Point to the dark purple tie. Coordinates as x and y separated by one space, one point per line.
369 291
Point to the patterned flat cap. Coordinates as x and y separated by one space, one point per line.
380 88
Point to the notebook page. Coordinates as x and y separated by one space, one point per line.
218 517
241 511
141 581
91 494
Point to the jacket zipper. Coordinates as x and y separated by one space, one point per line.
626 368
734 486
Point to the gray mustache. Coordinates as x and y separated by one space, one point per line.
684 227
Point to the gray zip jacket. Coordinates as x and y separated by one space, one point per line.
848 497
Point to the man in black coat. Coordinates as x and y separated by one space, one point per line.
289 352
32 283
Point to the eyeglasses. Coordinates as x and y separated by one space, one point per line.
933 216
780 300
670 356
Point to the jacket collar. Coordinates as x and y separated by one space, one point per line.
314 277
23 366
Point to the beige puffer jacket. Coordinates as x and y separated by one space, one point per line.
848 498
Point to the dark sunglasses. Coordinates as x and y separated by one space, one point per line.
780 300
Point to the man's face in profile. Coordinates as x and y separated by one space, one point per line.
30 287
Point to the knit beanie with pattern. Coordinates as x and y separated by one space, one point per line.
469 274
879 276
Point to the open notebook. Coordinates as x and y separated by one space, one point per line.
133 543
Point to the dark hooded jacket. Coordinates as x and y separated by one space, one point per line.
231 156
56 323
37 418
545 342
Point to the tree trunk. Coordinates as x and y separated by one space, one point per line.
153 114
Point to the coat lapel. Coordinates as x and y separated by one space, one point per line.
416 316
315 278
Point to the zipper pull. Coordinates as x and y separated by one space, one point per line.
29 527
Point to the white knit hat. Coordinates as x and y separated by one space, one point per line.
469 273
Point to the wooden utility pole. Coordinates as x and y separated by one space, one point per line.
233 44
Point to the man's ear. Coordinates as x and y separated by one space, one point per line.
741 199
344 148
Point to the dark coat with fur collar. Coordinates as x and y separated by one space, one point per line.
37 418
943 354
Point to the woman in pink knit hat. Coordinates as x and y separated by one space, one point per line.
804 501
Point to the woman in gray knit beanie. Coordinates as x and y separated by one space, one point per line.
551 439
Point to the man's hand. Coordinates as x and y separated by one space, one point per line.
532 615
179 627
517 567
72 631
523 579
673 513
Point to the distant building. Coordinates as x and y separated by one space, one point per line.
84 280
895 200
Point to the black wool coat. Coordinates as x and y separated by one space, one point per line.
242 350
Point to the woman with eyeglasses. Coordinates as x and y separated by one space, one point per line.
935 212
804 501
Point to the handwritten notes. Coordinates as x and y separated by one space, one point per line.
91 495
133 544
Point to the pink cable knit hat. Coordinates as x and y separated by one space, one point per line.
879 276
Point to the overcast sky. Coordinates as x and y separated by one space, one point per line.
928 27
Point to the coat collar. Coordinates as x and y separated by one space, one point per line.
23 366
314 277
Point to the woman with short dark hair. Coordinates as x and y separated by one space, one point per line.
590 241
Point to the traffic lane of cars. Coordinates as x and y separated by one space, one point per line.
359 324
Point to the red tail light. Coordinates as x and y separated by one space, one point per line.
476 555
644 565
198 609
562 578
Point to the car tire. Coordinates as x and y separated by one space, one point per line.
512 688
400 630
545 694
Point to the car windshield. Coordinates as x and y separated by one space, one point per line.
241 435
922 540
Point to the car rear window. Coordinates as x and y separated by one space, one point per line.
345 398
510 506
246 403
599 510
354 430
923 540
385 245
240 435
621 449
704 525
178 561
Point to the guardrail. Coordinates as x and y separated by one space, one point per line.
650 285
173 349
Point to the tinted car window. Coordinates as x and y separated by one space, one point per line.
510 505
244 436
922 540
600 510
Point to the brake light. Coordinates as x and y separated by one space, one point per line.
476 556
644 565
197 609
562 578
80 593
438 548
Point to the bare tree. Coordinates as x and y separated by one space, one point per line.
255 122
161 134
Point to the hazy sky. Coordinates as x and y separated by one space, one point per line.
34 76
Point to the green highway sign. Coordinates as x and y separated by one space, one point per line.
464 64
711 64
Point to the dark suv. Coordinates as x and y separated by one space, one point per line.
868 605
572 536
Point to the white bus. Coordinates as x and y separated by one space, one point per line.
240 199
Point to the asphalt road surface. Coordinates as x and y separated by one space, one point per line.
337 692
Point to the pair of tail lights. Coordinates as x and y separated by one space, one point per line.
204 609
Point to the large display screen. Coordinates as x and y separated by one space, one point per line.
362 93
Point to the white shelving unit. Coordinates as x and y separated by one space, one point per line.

• [ASSIGNMENT]: Give back the records above, character for character.

• [ANSWER FOR THE TASK]:
Point to the dark purple tie. Coordinates as x and y separated by one space, one point per line.
369 291
Point to the patterned flat cap. Coordinates as x and y separated by one space, one point per line.
380 88
Point to the notebook page. Coordinates as x and y separated by one space, one point per line.
218 517
241 511
141 581
91 494
Point to the jacket zipper. Coordinates as x and y separated by one space, one point per line.
626 368
734 486
Point to the gray mustache. Coordinates as x and y separated by one space, one point per line.
684 227
Point to the gray zip jacket. Coordinates as x and y separated by one space, one point per line.
848 497
Point to the man in black coat. Coordinates as x and y separated by one space, one point per line.
289 352
32 283
Point to the eyeglasses. Coordinates as x and y separated by one space, one point per line.
933 216
780 300
670 356
Point to the jacket collar. Coordinates as x and y separated by one space, one point per line.
314 277
23 366
Point to the beige puffer jacket. Coordinates as x and y separated by one space, one point per line.
848 498
Point to the dark sunglasses. Coordinates as x and y separated by one space, one point per line.
780 300
Point to the man's face in profile. Coordinates as x and y separated by one space, one point per line.
30 287
Point to the knit beanie with pattern. Coordinates as x and y separated by one space, one point per line.
469 274
879 276
Point to the open notebook. Coordinates as x and y separated by one space, one point per line.
133 543
Point to the dark hooded jacket. Coordinates as x and y separated by one space, one point per line.
231 156
56 323
37 418
545 342
Point to the tree trunk. Coordinates as x and y separated by one space, one point per line.
153 114
Point to the coat lapel. Coordinates as x and y separated by one space, one point per line.
416 316
315 278
Point to the zipper pull. Coordinates as x and y separated by one space, one point per line.
29 527
Point to the white knit hat. Coordinates as x and y separated by one space, one point per line.
469 273
Point to the wooden utility pole. Coordinates as x and y separated by one space, one point per line.
233 44
Point to the man's ear. Coordinates as x and y separated by one space, one point per line.
741 199
344 148
Point to the dark coat with fur collar. Coordinates as x and y separated by one space, one point per line.
37 418
943 354
Point to the woman in pink knit hat. Coordinates as x and y separated by one space, one point per line.
804 501
Point to the woman in gray knit beanie. Coordinates as x and y separated by one space, one point per line.
551 439
Point to the man's hand. Coordinates as x and y separated by one space, one point per line.
532 615
179 627
517 567
72 631
523 579
673 513
Point to the distant building. Coordinates as x and y separated by one space, one point per line.
84 280
895 200
Point to the black wool coat. Coordinates as x and y separated by one space, one point per line.
242 350
Point to the woman with eyeglasses. Coordinates as x and y separated by one space, one point per line.
935 212
804 501
Point to the handwritten notes. Coordinates as x and y separated by one space, one point per line.
91 495
133 544
Point to the pink cable knit hat. Coordinates as x and y separated by one space, one point per line.
879 276
Point to the overcast sky. Coordinates as x and y separated by one space, one point per line.
928 27
Point to the coat collar. Coordinates as x and y separated by one space, one point per line.
23 366
314 277
Point to the woman with short dark hair. Coordinates as x and y separated by one space, one point per line.
590 241
Point to the traffic lane of cars. Coordinates as x and y separated by one space, one point per line.
359 324
Point to the red tail light. Coordinates as x and y separated by one space, one point per line.
476 555
644 565
198 609
562 578
Point to the car tire. Coordinates as x and y separated by one space, one point per line.
512 688
400 630
545 694
Point to the car windshield. Coordinates as x and y separated by one space, one point per line.
241 435
922 540
Point to the car rear window. Coordinates as x and y separated by one space, one point per line.
345 398
510 506
246 403
599 510
354 430
923 540
385 245
240 435
621 449
704 525
178 561
Point to the guardrail. Coordinates as x and y separated by one space, one point per line.
650 285
173 349
Point to the tinted car window. Coordinates as x and y separated by one space, one point per line.
510 505
244 436
922 540
600 510
Point to the brake light. Coordinates as x and y separated by one space, one point per line.
476 556
644 565
197 609
562 578
80 593
438 548
Point to the bare tree. Coordinates as x and y separated by one space, one point per line.
255 122
161 134
Point to the hazy sky. Coordinates as x and y separated by one space, one point per line.
34 76
Point to the green highway sign. Coordinates as x and y separated by one space, one point per line.
464 64
711 64
Point to the dark suv. Coordinates as x and y separated by one space, one point per line.
868 605
572 536
Point to the white bus. Coordinates as x and y separated by one space, one point per line.
240 199
Point to the asphalt road surface. Coordinates as x and y separated by one space, one point per line.
337 692
Point to the pair of tail lights. Coordinates as x and y separated by one space, one point per line.
204 609
Point to the large display screen. Coordinates as x and y separated by one space, one point per line.
362 93
Point to the white shelving unit. Coordinates as x and y separated by one space, one point per line.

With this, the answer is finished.